* [Directions for this task] Exactly as written, repeat all of the records below.
.....
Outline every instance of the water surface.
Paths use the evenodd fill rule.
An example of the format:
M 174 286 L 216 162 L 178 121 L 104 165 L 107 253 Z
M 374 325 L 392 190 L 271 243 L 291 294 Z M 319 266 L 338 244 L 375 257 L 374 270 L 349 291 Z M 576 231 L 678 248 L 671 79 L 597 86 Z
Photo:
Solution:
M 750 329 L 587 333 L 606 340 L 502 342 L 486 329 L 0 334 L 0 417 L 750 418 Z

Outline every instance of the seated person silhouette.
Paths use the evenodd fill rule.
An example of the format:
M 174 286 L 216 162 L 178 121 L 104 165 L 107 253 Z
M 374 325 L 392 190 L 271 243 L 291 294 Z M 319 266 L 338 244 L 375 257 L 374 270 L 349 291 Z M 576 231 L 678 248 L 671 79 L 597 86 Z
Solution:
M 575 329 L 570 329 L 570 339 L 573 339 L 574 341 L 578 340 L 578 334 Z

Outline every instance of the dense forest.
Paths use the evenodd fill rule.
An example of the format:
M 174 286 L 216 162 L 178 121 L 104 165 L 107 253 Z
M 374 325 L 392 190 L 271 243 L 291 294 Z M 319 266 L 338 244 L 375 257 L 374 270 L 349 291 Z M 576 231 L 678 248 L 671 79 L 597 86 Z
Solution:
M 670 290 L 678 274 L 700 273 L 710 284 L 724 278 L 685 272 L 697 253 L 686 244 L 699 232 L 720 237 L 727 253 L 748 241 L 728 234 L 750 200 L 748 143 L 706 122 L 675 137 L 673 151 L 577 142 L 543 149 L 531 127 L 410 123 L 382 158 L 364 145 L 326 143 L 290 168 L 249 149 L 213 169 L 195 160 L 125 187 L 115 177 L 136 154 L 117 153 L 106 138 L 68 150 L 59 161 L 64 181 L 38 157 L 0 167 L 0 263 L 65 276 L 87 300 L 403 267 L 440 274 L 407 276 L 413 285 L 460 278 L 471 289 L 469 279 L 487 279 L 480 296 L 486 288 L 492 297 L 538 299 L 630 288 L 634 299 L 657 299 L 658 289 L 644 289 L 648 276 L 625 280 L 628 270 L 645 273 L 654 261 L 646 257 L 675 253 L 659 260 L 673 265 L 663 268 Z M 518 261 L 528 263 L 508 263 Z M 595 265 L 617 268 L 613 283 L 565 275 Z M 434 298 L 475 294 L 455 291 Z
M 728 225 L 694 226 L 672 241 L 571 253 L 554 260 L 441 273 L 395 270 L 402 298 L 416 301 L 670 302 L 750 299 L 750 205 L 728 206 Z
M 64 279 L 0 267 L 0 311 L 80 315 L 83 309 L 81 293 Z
.....
* [Response]
Outline every instance of the water surface.
Paths use the evenodd fill rule.
An example of the format:
M 174 286 L 216 162 L 178 121 L 104 165 L 107 253 Z
M 374 325 L 392 190 L 271 243 L 291 294 Z M 319 266 L 338 244 L 375 257 L 374 270 L 349 291 Z M 576 231 L 678 248 L 671 79 L 597 86 Z
Photo:
Solution:
M 750 329 L 587 333 L 606 340 L 502 342 L 486 329 L 0 334 L 0 417 L 750 418 Z

Outline every instance of the seated person silhouette.
Paths use the evenodd fill rule.
An example of the format:
M 174 286 L 216 162 L 178 121 L 104 165 L 107 253 Z
M 374 325 L 392 190 L 271 243 L 291 294 Z M 319 266 L 338 244 L 375 257 L 374 270 L 349 291 Z M 576 231 L 678 248 L 671 79 L 597 86 Z
Solution:
M 575 329 L 570 329 L 570 339 L 573 339 L 574 341 L 578 340 L 578 334 Z

Outline every instance of the dense forest.
Paths use the evenodd fill rule.
An example of the format:
M 174 286 L 216 162 L 178 121 L 104 165 L 107 253 Z
M 374 325 L 392 190 L 271 243 L 291 294 Z M 319 266 L 338 244 L 375 257 L 374 270 L 349 291 Z M 576 231 L 678 248 L 671 79 L 597 86 Z
Solution:
M 670 290 L 678 274 L 700 273 L 710 284 L 724 278 L 685 272 L 697 253 L 686 244 L 699 232 L 720 237 L 727 253 L 748 241 L 728 234 L 750 200 L 748 143 L 706 122 L 675 137 L 673 151 L 577 142 L 543 149 L 531 127 L 410 123 L 382 158 L 364 145 L 326 143 L 290 168 L 249 149 L 213 169 L 195 160 L 125 187 L 115 177 L 136 154 L 117 153 L 106 138 L 68 150 L 59 161 L 64 181 L 38 157 L 0 167 L 0 263 L 65 276 L 87 300 L 403 267 L 440 274 L 407 276 L 413 285 L 460 278 L 471 289 L 469 279 L 487 279 L 480 296 L 486 288 L 492 297 L 538 299 L 630 288 L 634 299 L 657 299 L 658 289 L 644 289 L 648 276 L 625 280 L 628 270 L 645 273 L 654 261 L 646 257 L 675 253 L 659 260 L 673 265 L 663 268 Z M 518 261 L 528 263 L 508 263 Z M 595 265 L 617 268 L 613 283 L 565 275 Z M 434 298 L 475 294 L 455 291 Z
M 728 225 L 694 226 L 672 241 L 571 253 L 554 260 L 441 273 L 395 270 L 402 298 L 416 301 L 670 302 L 750 299 L 750 205 L 728 206 Z
M 64 279 L 0 267 L 0 311 L 80 315 L 83 309 L 81 293 Z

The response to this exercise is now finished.